Work to be completed: Exactly as given, repeat all of the entries.

:: Available data ::

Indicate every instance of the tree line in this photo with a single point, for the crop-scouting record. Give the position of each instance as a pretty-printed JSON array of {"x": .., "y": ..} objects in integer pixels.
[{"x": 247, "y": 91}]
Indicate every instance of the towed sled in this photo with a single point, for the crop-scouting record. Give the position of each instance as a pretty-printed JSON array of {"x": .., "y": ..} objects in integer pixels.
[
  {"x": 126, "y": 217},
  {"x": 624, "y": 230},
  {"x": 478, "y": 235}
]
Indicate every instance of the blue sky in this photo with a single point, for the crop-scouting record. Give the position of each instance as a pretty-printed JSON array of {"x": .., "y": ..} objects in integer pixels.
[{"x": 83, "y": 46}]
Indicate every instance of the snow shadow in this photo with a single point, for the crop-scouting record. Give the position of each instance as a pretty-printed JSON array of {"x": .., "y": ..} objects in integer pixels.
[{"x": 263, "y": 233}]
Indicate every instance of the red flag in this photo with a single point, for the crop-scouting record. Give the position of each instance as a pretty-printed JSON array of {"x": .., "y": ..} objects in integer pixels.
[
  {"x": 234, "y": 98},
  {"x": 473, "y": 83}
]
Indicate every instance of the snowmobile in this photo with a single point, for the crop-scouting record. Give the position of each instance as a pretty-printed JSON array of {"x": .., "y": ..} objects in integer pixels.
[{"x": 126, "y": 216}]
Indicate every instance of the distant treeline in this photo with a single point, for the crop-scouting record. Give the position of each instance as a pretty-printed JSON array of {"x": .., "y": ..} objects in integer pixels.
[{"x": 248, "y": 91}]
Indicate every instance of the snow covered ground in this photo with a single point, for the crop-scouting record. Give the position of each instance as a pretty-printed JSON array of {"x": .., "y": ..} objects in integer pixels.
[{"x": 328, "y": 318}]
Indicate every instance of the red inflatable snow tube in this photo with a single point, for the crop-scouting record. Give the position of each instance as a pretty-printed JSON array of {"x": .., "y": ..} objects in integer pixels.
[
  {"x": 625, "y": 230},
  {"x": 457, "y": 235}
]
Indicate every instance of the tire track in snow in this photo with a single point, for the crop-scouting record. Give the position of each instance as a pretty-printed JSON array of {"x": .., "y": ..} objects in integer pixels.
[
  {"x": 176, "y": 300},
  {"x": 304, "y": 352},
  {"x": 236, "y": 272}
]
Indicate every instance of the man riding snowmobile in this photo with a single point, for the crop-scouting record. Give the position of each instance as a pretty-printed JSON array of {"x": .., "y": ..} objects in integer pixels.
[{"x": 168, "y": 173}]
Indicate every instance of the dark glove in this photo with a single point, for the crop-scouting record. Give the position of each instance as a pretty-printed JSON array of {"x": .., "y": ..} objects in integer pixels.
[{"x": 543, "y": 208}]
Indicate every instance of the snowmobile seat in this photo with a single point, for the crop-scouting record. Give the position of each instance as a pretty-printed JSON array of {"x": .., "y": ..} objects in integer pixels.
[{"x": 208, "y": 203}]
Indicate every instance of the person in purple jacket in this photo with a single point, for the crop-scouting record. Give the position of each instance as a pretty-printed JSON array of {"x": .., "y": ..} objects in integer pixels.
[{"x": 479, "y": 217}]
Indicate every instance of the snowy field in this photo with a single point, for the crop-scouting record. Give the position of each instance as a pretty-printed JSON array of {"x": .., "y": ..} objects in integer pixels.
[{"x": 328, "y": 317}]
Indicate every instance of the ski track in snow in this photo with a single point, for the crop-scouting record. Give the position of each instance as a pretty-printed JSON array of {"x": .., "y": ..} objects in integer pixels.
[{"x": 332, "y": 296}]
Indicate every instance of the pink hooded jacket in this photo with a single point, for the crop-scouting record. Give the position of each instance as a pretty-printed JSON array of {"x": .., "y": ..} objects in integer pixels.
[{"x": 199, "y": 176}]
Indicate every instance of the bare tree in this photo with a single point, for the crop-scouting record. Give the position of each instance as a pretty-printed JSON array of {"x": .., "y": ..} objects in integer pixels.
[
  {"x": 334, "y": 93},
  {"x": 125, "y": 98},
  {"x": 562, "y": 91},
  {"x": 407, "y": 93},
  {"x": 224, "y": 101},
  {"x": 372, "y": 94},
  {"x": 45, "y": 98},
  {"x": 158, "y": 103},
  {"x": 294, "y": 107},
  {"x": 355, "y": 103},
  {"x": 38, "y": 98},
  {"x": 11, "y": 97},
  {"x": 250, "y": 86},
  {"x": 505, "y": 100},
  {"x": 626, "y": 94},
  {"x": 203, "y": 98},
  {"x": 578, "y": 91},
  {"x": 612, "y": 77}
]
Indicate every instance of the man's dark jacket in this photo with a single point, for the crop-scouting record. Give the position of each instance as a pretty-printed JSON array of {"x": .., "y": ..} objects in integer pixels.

:::

Answer to this exercise:
Indicate every instance of the tree line in this photo with a single point, for the crop-scouting record. Give the position of each instance as a pretty-printed JSON array of {"x": .., "y": ..} objects in integer pixels.
[{"x": 247, "y": 91}]
Indicate every instance of the towed sled in this photo with a single point, for the crop-scouting record. Give the position of each instance as a pretty-printed JSON array of {"x": .., "y": ..} objects in integer pixels.
[
  {"x": 126, "y": 217},
  {"x": 624, "y": 230},
  {"x": 478, "y": 235}
]
Indicate every instance of the blue sky in this photo with a single point, for the crop-scouting record. Give the position of each instance as a pretty-printed JSON array of {"x": .., "y": ..} objects in integer pixels.
[{"x": 83, "y": 46}]
Indicate every instance of the snow shadow in this photo with a single point, for the crop-scouting record. Give the position of each instance as a pretty-printed JSON array of {"x": .., "y": ..} objects in integer pixels.
[{"x": 263, "y": 233}]
Indicate every instance of the red flag in this photo with a single point, for the crop-scouting record. Give the position of each instance as a pretty-printed JSON array of {"x": .., "y": ..} objects in integer pixels.
[
  {"x": 234, "y": 98},
  {"x": 473, "y": 83}
]
Indicate every instance of the snowmobile in this photo with a single point, for the crop-scouting record. Give the position of each instance as a pretty-printed JSON array of {"x": .., "y": ..} objects in integer pixels.
[{"x": 126, "y": 216}]
Indicate every instance of the distant treeline in this photo with a single point, for the crop-scouting record. Give the position of each instance as a pretty-printed JSON array of {"x": .., "y": ..} objects in integer pixels.
[{"x": 248, "y": 91}]
Indicate every instance of the snow covered ground in this photo with a single point, for the crop-scouting record. Give the position of each instance as a pretty-printed JSON array of {"x": .., "y": ..} objects in integer pixels.
[{"x": 328, "y": 318}]
Indicate every instance of the red inflatable snow tube in this photo with a single point, for the crop-scouting record. Give the position of each instance as a pretty-printed JSON array of {"x": .., "y": ..} objects in integer pixels.
[
  {"x": 625, "y": 230},
  {"x": 457, "y": 235}
]
Indicate every instance of the tire track in snow in this photo with a single point, for the crop-scouting record. Give the position of each instance as a pretty-printed JSON array of {"x": .., "y": ..} objects in integer pixels.
[
  {"x": 176, "y": 300},
  {"x": 304, "y": 352},
  {"x": 236, "y": 272}
]
Indicate every instance of the man riding snowmobile in this photo with a single point, for the crop-scouting record. Give the position of each instance as a pretty-printed JSON array of {"x": .., "y": ..} objects in integer pixels.
[{"x": 168, "y": 173}]
Indicate every instance of the dark glove in this photo with a single point, for the crop-scouting record. Give the position of each instance as a pretty-printed JSON array of {"x": .., "y": ..} objects in integer pixels.
[{"x": 543, "y": 208}]
Indicate every instance of the snowmobile seat in this photo with a single point, for the crop-scouting record. Give the position of each instance as a pretty-printed JSON array of {"x": .., "y": ..} objects in integer pixels.
[{"x": 208, "y": 203}]
Indicate every instance of the person in purple jacket in this photo with a single point, for the crop-scouting record. Give the position of each instance as a pretty-printed JSON array of {"x": .., "y": ..} objects in integer pixels.
[{"x": 479, "y": 217}]
Indicate every instance of the snowy field in this photo with a single point, for the crop-scouting record. Give the position of each instance as a pretty-printed JSON array of {"x": .., "y": ..} objects in integer pixels.
[{"x": 328, "y": 317}]
Indicate every instance of the ski track in snow in this photo with a single point, for the crop-scouting record. Give the position of each instance as a pretty-printed JSON array of {"x": .., "y": ..} objects in integer pixels.
[{"x": 332, "y": 296}]
Indicate every instance of the pink hooded jacket in this photo with a single point, for the crop-scouting record. Give the position of each instance as a pretty-printed JSON array of {"x": .., "y": ..} objects in integer pixels.
[{"x": 199, "y": 176}]
Indicate every instance of the bare tree in this photo with a single point, for the crop-scouting record. Give the position of each instance as a pretty-printed JSON array of {"x": .., "y": ..} objects in integer pixels.
[
  {"x": 334, "y": 93},
  {"x": 125, "y": 98},
  {"x": 562, "y": 91},
  {"x": 407, "y": 93},
  {"x": 224, "y": 101},
  {"x": 372, "y": 94},
  {"x": 45, "y": 98},
  {"x": 158, "y": 103},
  {"x": 294, "y": 107},
  {"x": 355, "y": 103},
  {"x": 38, "y": 98},
  {"x": 11, "y": 97},
  {"x": 250, "y": 86},
  {"x": 505, "y": 100},
  {"x": 626, "y": 94},
  {"x": 203, "y": 98},
  {"x": 578, "y": 91},
  {"x": 612, "y": 77}
]
Indicate every instance of the man's dark jacket in this photo with a single point, for the crop-scouting record. Give the position of each instance as a pretty-printed JSON array of {"x": .., "y": ..} objects in integer pixels.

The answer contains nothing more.